┏━━
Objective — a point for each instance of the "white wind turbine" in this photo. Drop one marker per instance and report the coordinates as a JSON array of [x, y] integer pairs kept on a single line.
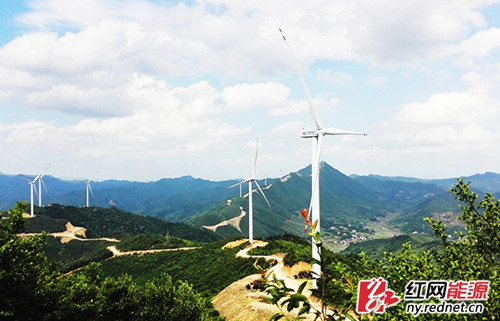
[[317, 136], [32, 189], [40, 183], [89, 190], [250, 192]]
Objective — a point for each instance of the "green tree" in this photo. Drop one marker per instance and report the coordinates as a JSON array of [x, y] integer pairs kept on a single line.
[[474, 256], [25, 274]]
┗━━
┏━━
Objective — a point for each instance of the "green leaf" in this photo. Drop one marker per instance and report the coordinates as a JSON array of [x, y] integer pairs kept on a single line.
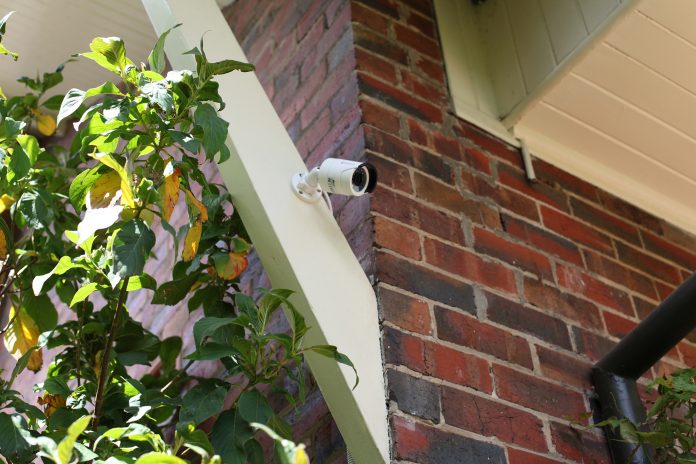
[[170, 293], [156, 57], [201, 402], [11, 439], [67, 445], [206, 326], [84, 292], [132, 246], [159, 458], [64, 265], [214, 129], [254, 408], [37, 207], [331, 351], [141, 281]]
┗━━
§ GIVEN PROBLEM: Collect each line of the items above that contains the word "green", and reproduce every such line in full.

§ WRITTEN RESPONSE:
Objective — a point for each instance of the "green tree" in this photo. Drop one marker per instance and report the coordinates as a JSON array of [x, y] integer pairs kept on a single line.
Objective — a point for each instance of the "green leaf" in this photo. Drop one marker per instance and report the coordinates as a JSON array of [x, y] integer pairs kept on a single line.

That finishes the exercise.